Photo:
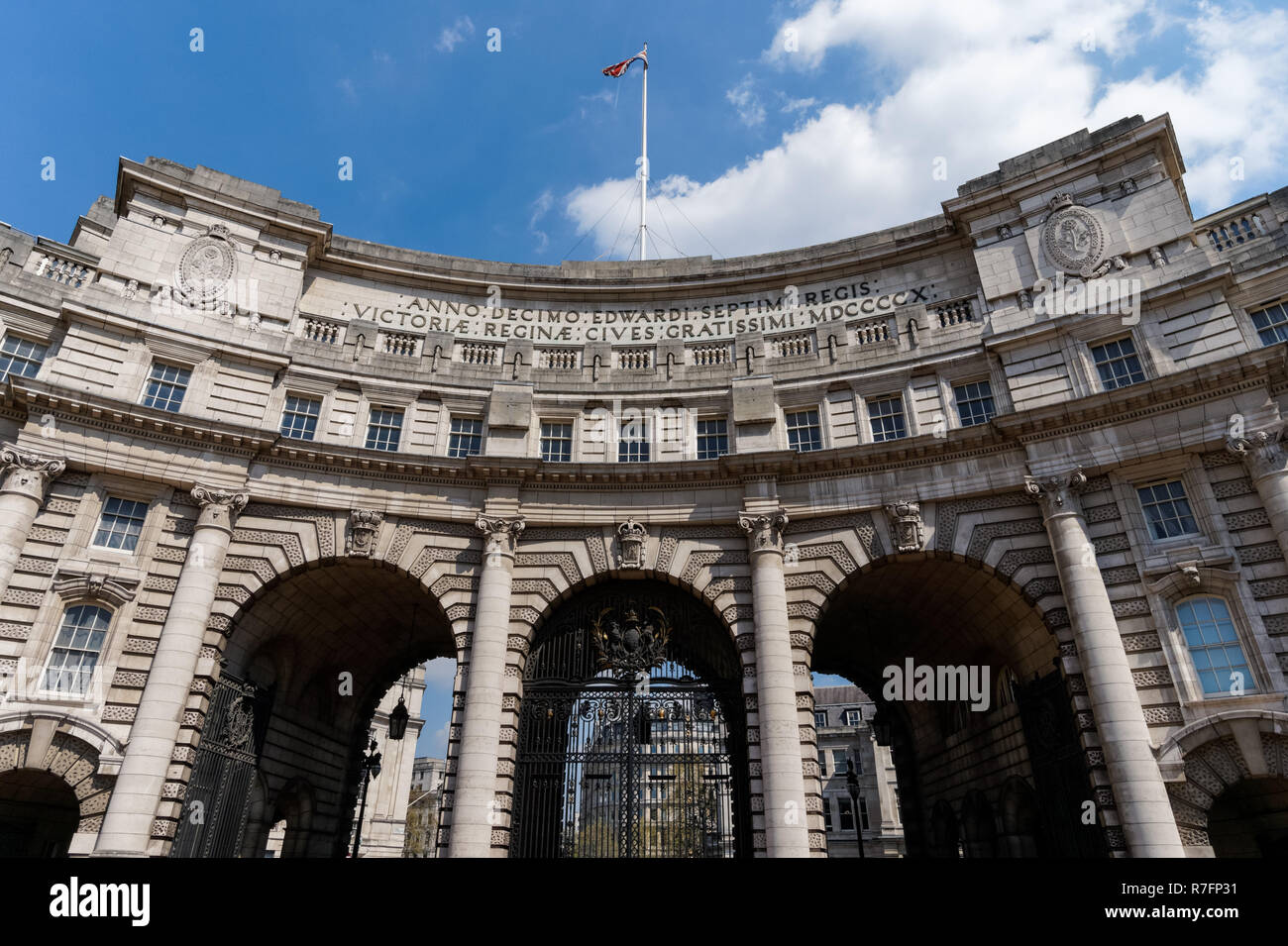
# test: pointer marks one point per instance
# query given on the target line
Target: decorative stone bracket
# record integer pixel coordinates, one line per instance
(630, 541)
(360, 541)
(906, 525)
(765, 532)
(78, 584)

===

_Task goal_. Reproduce the entries above, substituting "corbel" for "bracket" and leaving every other word unchanged. Omit the pictures.

_Complete answer_.
Photo:
# test: pointer marks one point per instance
# query given on the target line
Target: decorative stone corbel
# record integer pixel coordinates, one line per instance
(630, 541)
(360, 541)
(906, 525)
(765, 532)
(78, 584)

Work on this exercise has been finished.